**TASK TO CARRY OUT:**
Retype verbatim everything in the material below, from its very beginning down to and including the line that contains "positive clicks: (918, 860)".

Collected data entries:
::::

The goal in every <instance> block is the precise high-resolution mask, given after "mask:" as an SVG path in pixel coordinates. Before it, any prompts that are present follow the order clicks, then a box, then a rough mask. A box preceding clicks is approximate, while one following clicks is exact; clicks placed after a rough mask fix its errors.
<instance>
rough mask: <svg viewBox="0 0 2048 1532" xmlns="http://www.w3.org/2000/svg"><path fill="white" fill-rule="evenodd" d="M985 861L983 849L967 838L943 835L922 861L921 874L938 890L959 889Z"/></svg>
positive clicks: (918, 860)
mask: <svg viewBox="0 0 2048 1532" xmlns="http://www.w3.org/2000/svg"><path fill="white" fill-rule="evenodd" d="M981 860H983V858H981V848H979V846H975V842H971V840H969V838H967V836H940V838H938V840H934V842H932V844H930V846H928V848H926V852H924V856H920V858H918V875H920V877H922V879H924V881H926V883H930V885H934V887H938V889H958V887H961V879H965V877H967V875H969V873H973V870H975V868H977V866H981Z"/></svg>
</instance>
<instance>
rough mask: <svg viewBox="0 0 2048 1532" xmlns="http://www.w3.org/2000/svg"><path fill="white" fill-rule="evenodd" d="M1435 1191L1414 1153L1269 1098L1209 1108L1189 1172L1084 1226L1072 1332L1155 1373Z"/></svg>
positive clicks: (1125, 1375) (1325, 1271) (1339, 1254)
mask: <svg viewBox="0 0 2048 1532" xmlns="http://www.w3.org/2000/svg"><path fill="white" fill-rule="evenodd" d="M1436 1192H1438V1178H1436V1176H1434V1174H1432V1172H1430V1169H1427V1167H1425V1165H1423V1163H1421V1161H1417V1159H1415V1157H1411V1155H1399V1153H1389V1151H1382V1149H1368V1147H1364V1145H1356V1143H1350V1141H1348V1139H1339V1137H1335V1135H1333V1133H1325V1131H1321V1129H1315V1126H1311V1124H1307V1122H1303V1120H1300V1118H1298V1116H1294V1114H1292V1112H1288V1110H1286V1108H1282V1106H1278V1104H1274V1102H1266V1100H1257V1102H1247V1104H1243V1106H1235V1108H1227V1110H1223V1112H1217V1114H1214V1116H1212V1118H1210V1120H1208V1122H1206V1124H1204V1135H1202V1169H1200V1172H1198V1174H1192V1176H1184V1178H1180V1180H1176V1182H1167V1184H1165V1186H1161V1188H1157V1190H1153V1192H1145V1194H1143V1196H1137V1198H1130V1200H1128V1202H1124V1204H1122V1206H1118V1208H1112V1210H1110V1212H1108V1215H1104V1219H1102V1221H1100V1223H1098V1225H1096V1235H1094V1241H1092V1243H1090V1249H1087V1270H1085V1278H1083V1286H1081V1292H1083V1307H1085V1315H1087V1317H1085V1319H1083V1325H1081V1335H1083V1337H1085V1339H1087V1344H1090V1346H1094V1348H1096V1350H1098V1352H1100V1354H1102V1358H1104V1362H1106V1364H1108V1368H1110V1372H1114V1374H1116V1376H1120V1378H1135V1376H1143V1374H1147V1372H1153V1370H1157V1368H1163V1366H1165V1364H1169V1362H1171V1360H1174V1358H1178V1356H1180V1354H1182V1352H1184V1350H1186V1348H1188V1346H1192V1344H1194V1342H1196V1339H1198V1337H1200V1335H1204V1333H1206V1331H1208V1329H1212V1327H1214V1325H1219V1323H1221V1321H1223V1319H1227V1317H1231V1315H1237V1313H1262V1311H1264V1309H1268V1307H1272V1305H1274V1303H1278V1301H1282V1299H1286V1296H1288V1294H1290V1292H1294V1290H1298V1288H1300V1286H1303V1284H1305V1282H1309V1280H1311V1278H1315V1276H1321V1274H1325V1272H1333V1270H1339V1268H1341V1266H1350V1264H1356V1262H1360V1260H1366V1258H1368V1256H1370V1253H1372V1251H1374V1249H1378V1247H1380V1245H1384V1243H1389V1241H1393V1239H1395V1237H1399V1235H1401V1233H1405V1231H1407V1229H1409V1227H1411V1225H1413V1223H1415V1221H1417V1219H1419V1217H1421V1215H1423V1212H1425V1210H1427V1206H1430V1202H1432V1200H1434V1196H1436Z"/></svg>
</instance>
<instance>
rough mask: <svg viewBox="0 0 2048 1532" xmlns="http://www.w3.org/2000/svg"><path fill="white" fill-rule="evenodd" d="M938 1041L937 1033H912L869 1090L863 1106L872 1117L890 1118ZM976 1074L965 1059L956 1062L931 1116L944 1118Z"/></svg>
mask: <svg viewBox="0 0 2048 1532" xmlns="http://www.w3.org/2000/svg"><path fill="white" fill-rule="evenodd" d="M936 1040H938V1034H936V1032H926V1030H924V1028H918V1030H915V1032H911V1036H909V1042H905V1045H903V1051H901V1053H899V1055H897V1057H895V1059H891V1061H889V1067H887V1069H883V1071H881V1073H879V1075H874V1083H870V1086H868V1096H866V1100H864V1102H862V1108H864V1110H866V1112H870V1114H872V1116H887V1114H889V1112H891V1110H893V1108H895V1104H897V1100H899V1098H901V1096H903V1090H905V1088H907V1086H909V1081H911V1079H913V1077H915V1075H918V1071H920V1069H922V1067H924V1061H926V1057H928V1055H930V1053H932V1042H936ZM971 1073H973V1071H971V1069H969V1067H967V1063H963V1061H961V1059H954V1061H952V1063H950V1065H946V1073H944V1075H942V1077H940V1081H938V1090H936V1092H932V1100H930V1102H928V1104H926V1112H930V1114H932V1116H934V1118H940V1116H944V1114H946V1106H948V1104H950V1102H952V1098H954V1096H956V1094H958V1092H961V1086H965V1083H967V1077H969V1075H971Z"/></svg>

::::

**YOUR RESPONSE:**
The goal in every <instance> block is the precise high-resolution mask, given after "mask:" as an SVG path in pixel coordinates. Before it, any prompts that are present follow the order clicks, then a box, then a rough mask. A box preceding clicks is approximate, while one following clicks is exact; clicks placed after a rough mask fix its errors.
<instance>
rough mask: <svg viewBox="0 0 2048 1532" xmlns="http://www.w3.org/2000/svg"><path fill="white" fill-rule="evenodd" d="M985 861L983 849L967 838L943 835L922 861L921 874L938 890L959 889Z"/></svg>
positive clicks: (918, 860)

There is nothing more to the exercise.